_Set of tasks_:
1) In the thread on escape sequences, what does Python do with the backslash when an escape sequence is unrecognized?
2) Write out the stretch of the thread on escape sequences from "Because the cost" through "not a cost.", switching "source code" to "program text".

_Passage_:
────────────────────
Re: Unrecognized escape sequences in string literals

2009-08-11 Thread Steven D'Aprano
On Mon, 10 Aug 2009 15:17:24 -0700, Douglas Alan wrote:

 From: Steven D'Aprano ste...@remove.this.cybersource.com.au wrote:
 
 On Mon, 10 Aug 2009 00:32:30 -0700, Douglas Alan wrote:
 
  In C++, if I know that the code I'm looking at compiles, then I never
  need worry that I've misinterpreted what a string literal means.
 
 If you don't know what your string literals are, you don't know what
 your program does. You can't expect the compiler to save you from
 semantic errors. Adding escape codes into the string literal doesn't
 change this basic truth.
 
 I grow weary of these semantic debates. The bottom line is that C++'s
 strategy here catches bugs early on that Python's approach doesn't. It
 does so at no additional cost.

 From a purely practical point of view, why would any language not want
 to adopt a zero-cost approach to catching bugs, even if they are
 relatively rare, as early as possible?

Because the cost isn't zero. Needing to write \\ in a string literal when 
you want \ is a cost, and having to read \\ in source code and mentally 
translate that to \ is also a cost. By all means argue that it's a cost 
that is worth paying, but please stop pretending that it's not a cost.

Having to remember that \n is a special escape and \y isn't is also a 
cost, but that's a cost you pay in C++ too, if you want your code to 
compile.


By the way, you've stated repeatedly that \y will compile with a warning 
in g++. So what precisely do you get if you ignore the warning? What do 
other C++ compilers do? Apart from the lack of warning, what actually is 
the difference between Python's behaviour and C++'s behaviour?



 (Other than the reason that adopting it *now* is sadly too late.)
 
 Furthermore, Python's strategy here is SPECIFICALLY DESIGNED, according
 to the reference manual to catch bugs. I.e., from the original posting
 on this issue:
 
  Unlike Standard C, all unrecognized escape sequences are left in
  the string unchanged, i.e., the backslash is left in the string.
  (This behavior is useful when debugging: if an escape sequence is
  mistyped, the resulting output is more easily recognized as
  broken.)
────────────────────
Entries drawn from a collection
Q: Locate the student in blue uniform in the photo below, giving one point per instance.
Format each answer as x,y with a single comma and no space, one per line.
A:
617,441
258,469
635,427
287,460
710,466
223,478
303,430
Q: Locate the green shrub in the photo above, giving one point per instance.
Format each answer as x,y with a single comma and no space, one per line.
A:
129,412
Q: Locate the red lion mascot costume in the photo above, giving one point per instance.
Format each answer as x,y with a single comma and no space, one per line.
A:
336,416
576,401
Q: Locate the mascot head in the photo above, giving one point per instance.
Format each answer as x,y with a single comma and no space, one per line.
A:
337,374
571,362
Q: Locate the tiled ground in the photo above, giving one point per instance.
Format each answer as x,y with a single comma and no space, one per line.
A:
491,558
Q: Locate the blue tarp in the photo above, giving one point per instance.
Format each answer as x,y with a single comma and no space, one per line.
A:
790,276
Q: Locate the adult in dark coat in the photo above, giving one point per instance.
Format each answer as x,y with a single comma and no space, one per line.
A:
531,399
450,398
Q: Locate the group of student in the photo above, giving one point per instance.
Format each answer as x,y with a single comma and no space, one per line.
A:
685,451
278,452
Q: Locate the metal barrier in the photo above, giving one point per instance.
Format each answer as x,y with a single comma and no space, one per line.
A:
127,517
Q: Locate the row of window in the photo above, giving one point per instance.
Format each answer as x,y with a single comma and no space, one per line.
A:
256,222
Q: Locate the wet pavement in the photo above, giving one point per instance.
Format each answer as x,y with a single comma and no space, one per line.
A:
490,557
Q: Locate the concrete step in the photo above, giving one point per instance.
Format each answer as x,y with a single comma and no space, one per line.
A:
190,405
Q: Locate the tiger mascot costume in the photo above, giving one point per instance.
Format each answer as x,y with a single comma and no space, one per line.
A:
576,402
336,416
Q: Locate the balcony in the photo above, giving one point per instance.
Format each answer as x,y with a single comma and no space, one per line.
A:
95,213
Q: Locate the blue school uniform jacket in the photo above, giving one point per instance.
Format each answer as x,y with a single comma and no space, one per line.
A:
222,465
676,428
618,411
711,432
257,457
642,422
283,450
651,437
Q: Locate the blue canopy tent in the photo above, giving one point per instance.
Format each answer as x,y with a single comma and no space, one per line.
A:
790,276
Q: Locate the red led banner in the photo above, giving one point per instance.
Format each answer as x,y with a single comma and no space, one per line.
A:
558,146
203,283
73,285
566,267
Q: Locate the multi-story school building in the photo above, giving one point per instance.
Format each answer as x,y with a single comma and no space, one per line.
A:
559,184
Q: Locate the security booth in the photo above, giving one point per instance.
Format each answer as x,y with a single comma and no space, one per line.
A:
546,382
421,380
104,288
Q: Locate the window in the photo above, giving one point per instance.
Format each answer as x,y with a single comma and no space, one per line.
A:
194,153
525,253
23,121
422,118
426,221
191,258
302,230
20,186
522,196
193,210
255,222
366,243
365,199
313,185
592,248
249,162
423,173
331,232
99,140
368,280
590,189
────────────────────
_Replies_:
1) The backslash is left in the string unchanged.

2)
Because the cost isn't zero. Needing to write \\ in a string literal when 
you want \ is a cost, and having to read \\ in program text and mentally 
translate that to \ is also a cost. By all means argue that it's a cost 
that is worth paying, but please stop pretending that it's not a cost.